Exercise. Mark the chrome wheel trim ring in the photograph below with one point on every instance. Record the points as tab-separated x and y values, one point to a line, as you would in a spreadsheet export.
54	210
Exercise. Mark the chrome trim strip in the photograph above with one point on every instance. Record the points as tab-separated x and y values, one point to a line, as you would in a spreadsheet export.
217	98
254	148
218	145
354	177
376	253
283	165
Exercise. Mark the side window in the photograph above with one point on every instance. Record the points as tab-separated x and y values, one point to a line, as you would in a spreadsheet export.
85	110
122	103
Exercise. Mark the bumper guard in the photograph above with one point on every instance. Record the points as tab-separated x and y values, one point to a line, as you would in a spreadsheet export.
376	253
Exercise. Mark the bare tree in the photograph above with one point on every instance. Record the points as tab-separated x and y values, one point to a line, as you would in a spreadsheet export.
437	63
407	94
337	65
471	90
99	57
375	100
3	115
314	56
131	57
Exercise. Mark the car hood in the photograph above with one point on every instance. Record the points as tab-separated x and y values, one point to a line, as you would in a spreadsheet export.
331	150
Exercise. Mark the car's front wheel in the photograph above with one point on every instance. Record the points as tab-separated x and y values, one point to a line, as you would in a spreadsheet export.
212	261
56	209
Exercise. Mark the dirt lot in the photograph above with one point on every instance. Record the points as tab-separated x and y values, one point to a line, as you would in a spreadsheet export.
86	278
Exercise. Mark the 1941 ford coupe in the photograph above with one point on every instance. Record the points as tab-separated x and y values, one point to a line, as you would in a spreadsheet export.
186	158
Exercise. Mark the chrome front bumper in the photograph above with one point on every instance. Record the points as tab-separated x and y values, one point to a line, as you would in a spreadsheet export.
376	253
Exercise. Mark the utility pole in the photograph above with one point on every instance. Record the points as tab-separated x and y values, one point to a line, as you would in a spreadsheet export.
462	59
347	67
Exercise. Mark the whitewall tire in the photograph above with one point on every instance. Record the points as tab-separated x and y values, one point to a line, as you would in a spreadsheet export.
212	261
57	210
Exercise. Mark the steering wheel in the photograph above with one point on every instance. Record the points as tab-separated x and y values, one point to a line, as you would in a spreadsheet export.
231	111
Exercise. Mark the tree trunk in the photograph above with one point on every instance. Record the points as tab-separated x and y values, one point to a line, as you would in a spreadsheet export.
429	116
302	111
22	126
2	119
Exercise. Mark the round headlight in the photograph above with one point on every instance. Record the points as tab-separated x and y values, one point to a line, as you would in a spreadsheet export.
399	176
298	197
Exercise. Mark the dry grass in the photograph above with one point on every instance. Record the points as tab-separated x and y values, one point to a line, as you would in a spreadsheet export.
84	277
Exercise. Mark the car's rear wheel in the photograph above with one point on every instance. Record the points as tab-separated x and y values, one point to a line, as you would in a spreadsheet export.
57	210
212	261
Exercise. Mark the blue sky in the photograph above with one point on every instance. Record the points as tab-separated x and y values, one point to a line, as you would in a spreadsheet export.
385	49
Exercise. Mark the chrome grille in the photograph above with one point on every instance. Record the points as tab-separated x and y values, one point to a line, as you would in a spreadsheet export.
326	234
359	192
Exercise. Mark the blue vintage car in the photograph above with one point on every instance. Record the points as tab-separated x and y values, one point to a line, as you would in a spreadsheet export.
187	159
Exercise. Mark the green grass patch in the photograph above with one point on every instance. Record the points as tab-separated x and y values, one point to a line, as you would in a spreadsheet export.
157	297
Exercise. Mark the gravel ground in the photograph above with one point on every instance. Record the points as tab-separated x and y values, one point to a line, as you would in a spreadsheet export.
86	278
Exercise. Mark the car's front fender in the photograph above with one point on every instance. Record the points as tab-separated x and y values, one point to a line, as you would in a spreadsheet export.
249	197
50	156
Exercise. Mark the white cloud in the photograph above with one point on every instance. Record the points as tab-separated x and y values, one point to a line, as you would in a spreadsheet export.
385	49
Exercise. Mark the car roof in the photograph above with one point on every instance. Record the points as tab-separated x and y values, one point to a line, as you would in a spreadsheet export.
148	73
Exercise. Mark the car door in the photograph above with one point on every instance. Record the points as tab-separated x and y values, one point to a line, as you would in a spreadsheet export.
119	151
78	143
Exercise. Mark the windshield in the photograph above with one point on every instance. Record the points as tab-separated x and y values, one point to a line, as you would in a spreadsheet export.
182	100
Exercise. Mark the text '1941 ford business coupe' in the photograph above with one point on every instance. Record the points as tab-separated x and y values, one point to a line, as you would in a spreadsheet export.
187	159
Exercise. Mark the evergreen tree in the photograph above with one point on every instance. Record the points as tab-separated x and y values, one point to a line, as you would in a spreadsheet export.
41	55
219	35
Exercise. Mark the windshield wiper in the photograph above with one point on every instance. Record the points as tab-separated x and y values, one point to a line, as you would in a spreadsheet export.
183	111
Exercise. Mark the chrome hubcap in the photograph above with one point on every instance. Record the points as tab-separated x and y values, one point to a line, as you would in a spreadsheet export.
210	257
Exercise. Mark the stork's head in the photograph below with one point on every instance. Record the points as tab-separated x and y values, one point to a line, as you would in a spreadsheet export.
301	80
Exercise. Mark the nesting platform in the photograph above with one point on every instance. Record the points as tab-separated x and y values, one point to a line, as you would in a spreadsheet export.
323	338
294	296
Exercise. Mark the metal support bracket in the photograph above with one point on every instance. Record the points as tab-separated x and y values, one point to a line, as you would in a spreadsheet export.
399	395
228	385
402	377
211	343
------
(Exercise description) Please rewrite every one of the rows above as a two-column CSV with the headers instruction and points. Put each row's text and its answer in one quoted field apiece, with line breaks turned into spaces.

(Complete answer)
instruction,points
"Exercise. Mark the chrome wheel trim ring in the photograph below with one point on every instance. Record the points as tab-separated x and y values, one point to a line, as you would in a spreadsheet export.","54	210"
"Exercise. Mark the chrome trim strip in the photograph above with one point on every instance. Record the points as tab-separated x and y values, one point to a line, as you would in a spreadsheet export.","217	98 254	148 218	145 354	177 376	253 283	165"
"Exercise. Mark the side window in the photograph above with one point on every instance. Record the points as tab-separated x and y values, one point to a line, as you would in a spreadsheet export.","85	110 122	103"
"Exercise. Mark the bumper guard in the photograph above with one point on every instance. Record the points as tab-separated x and y values, one point to a line, as you would in a spreadsheet export.","376	253"
"Exercise. Mark the bare tree in the photograph above with one point on every instance. Record the points as tab-separated x and y values, one point to a line, as you would in a spreadsheet export.","437	63 407	94 337	65 471	90 99	57 375	100 3	115 314	56 131	57"
"Exercise. Mark the car hood in the photograph above with one point on every instance. Record the points as tab-separated x and y values, one point to a line, as you would in a spreadsheet export.","331	150"
"Exercise. Mark the car's front wheel in the photograph above with one point on every instance. Record the points as tab-separated x and y values, one point to a line, as you would in a spreadsheet export.","212	261 56	209"
"Exercise. Mark the dirt lot in the photograph above with one point on every instance. Record the points as tab-separated x and y values, one point to a line, as you would in a spreadsheet export.","86	278"
"Exercise. Mark the 1941 ford coupe in the photograph above with one point on every instance. Record the points as tab-separated x and y values, one point to a line, as you would in a spreadsheet export.","186	158"
"Exercise. Mark the chrome front bumper in the photograph above with one point on every instance. Record the points as tab-separated x and y values, one point to a line, as you would in a spreadsheet export.","376	253"
"Exercise. Mark the utility pole in the photograph above with one point on every instance. Record the points as tab-separated x and y values, one point to a line, as you would in a spreadsheet export.","462	59 347	67"
"Exercise. Mark the whitewall tire in the photograph above with one point on every instance. Record the points as tab-separated x and y values, one point to a line, as you would in a spreadsheet export.","212	261 57	210"
"Exercise. Mark the steering wheel in the photograph above with one point on every instance. Record the points as tab-separated x and y values, one point to a line, as you would in a spreadsheet export.","231	111"
"Exercise. Mark the tree trunk in the photograph above with one point on every instance. Record the points as tab-separated x and y values, one point to a line, as you would in a spreadsheet export.","429	116 302	111 22	126 2	119"
"Exercise. Mark the round headlight in the photograph above with one point on every instance. Record the points as tab-separated x and y values, one point to a line, as you would in a spreadsheet export.","399	176 298	197"
"Exercise. Mark the dry grass in the photograph above with one point on every instance. Record the points as tab-separated x and y values, one point to a line, as you would in a spreadsheet export.","84	277"
"Exercise. Mark the car's rear wheel in the photograph above with one point on every instance. Record the points as tab-separated x and y values, one point to a line, as you would in a spreadsheet export.","57	210 212	261"
"Exercise. Mark the blue sky in the photograph above with one point on every instance. Record the points as tab-separated x and y values, one point to a line, as you would in a spreadsheet export.","385	49"
"Exercise. Mark the chrome grille in the photograph above with one point on every instance. Record the points as tab-separated x and y values, one point to a line, as you would in a spreadsheet export.","326	234 359	192"
"Exercise. Mark the blue vintage car in the photograph above with one point on every instance. Record the points as tab-separated x and y values, one point to a line, as you would in a spreadsheet export.","187	159"
"Exercise. Mark the green grass patch in the photograph above with one point on every instance. Record the points as tab-separated x and y values, one point to a line, as you would in a spreadsheet export.","157	297"
"Exercise. Mark the gravel ground in the photograph above with one point on every instance. Record the points as tab-separated x and y values, one point to a line, as you would in a spreadsheet export.","86	278"
"Exercise. Mark the car's front fender in the photograph above with one point on every instance. Record the points as tab-separated x and y values, one point to a line, as you would in a spreadsheet export.","249	197 50	156"
"Exercise. Mark the white cloud in the photograph above with one point on every instance. Record the points as tab-separated x and y values, one point to a line, as you would in a spreadsheet export.","385	49"
"Exercise. Mark the car roof in the photograph above with one point on every instance. Record the points as tab-separated x and y values, one point to a line, as you would in a spreadsheet export.","148	73"
"Exercise. Mark the car door in the photograph above with one point on every instance. Record the points as tab-separated x and y values, one point to a line, as you would in a spreadsheet export.","119	151 78	143"
"Exercise. Mark the windshield in the photograph above with one point on every instance. Record the points as tab-separated x and y values, one point to a line, as you would in a spreadsheet export.","182	100"
"Exercise. Mark the text '1941 ford business coupe' in the photograph above with one point on every instance. Record the points as tab-separated x and y values, one point to a line, as you would in a spreadsheet export.","187	159"
"Exercise. Mark the evergreen tree in the photograph above with one point on every instance. Record the points as tab-separated x and y values, one point to a line, as you would in a spreadsheet export.","41	55 219	35"
"Exercise. Mark the windshield wiper in the photograph above with one point on every instance. Record the points as tab-separated x and y values, one point to a line, as you would in a spreadsheet export.","183	111"
"Exercise. Mark the chrome hubcap in the photograph above with one point on every instance. Record the points as tab-separated x and y values, one point to a line, as you would in a spreadsheet export.","210	257"
"Exercise. Mark the stork's head in the photograph below with one point on every instance. Record the points as tab-separated x and y values, one point to a line, as you would in a spreadsheet export.","301	80"
"Exercise. Mark the nesting platform in the photograph above with one point on every instance. Record the points as tab-separated x and y values, one point to a line, as you would in a spreadsheet export.","323	338 294	296"
"Exercise. Mark the metal support bracket in the photograph above with one point on every instance. Record the points as tab-separated x and y values, one point to a line, as you would in a spreadsheet export.","399	395 228	385 402	377 211	343"